Material to process:

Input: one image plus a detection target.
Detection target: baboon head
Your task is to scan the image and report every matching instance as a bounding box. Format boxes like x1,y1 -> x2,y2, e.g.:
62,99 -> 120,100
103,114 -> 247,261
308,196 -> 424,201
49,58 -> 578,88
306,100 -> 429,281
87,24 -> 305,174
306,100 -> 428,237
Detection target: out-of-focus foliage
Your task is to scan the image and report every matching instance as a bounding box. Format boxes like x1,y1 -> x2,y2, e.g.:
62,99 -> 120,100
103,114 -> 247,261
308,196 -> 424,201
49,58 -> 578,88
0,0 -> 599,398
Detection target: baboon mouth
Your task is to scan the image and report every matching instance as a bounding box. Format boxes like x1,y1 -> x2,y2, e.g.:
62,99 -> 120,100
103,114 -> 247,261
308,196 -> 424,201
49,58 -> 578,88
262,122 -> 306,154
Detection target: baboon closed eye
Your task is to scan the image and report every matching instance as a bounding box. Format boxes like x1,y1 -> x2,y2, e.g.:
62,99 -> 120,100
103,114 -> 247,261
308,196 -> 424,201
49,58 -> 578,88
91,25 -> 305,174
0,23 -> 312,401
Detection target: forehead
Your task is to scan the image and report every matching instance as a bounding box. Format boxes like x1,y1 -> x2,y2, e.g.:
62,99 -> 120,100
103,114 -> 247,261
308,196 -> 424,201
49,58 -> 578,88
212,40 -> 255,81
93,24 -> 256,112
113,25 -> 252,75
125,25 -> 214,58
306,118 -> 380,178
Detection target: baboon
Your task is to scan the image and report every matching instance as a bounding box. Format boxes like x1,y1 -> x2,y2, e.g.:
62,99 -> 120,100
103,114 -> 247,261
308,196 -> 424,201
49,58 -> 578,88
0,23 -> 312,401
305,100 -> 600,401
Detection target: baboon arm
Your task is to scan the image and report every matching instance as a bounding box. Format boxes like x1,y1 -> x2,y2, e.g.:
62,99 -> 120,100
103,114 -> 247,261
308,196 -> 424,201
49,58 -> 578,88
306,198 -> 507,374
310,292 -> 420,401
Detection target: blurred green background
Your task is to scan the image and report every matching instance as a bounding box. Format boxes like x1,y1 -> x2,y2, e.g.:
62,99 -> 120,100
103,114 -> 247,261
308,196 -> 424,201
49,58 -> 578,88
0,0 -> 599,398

Problem details:
Every record must be set down again exactly.

Answer area:
Input: one image plus a detection target.
Detection target: baboon head
Your task is to scan the image and report every matching instance as a bounding box. Format boxes like x1,y1 -> x2,y2, e.g.:
62,99 -> 120,100
103,114 -> 247,261
308,196 -> 424,201
49,58 -> 578,88
306,100 -> 429,281
87,24 -> 305,174
306,100 -> 428,237
Detection target: out-of-focus foliage
Your task is to scan the image and report every matching instance as a bounding box. Format boxes like x1,y1 -> x2,y2, e.g.:
62,99 -> 120,100
103,114 -> 247,261
308,196 -> 424,201
49,58 -> 578,88
0,0 -> 599,398
Detection target: baboon mouth
Your task is to scan the image and report every matching instance as a bounding box. Format boxes like x1,y1 -> x2,y2, e.g.:
62,99 -> 120,100
103,114 -> 247,261
308,196 -> 424,201
49,58 -> 578,88
262,122 -> 306,154
Detection target: baboon closed eye
Your task is to scan the image and report every matching instance as a bounding box. Format boxes like x1,y1 -> x2,y2, e.g.:
62,99 -> 120,100
103,114 -> 247,261
308,196 -> 424,201
49,58 -> 578,88
91,25 -> 305,174
0,23 -> 312,401
Detection target: forehead
Your task is to scan the image and report every matching instance as a bounding box. Format boxes like x1,y1 -> x2,y2, e.g.:
62,99 -> 120,100
103,114 -> 247,261
308,196 -> 424,201
49,58 -> 578,88
212,40 -> 255,81
93,24 -> 256,112
113,25 -> 252,75
125,25 -> 214,58
306,118 -> 380,178
Detection target: baboon
Your task is to scan the image and report every matching instance as a bounding box. Format boxes like x1,y1 -> x2,y2, e.g.:
62,99 -> 120,100
103,114 -> 247,261
308,196 -> 424,201
49,58 -> 578,88
0,23 -> 312,401
305,100 -> 600,401
Detection target: baboon arm
Your task is to scan the image and report every matching instance as a bounding box. Format boxes like x1,y1 -> x2,y2, e.g.:
62,99 -> 120,100
103,114 -> 247,261
308,196 -> 424,201
49,58 -> 578,88
306,198 -> 507,374
310,292 -> 420,401
Detection target: blurred green background
Your task is to scan the image and report every matching instance as a bounding box. Format boxes like x1,y1 -> x2,y2, e.g.:
62,99 -> 120,100
103,114 -> 247,261
308,196 -> 424,201
49,58 -> 578,88
0,0 -> 599,398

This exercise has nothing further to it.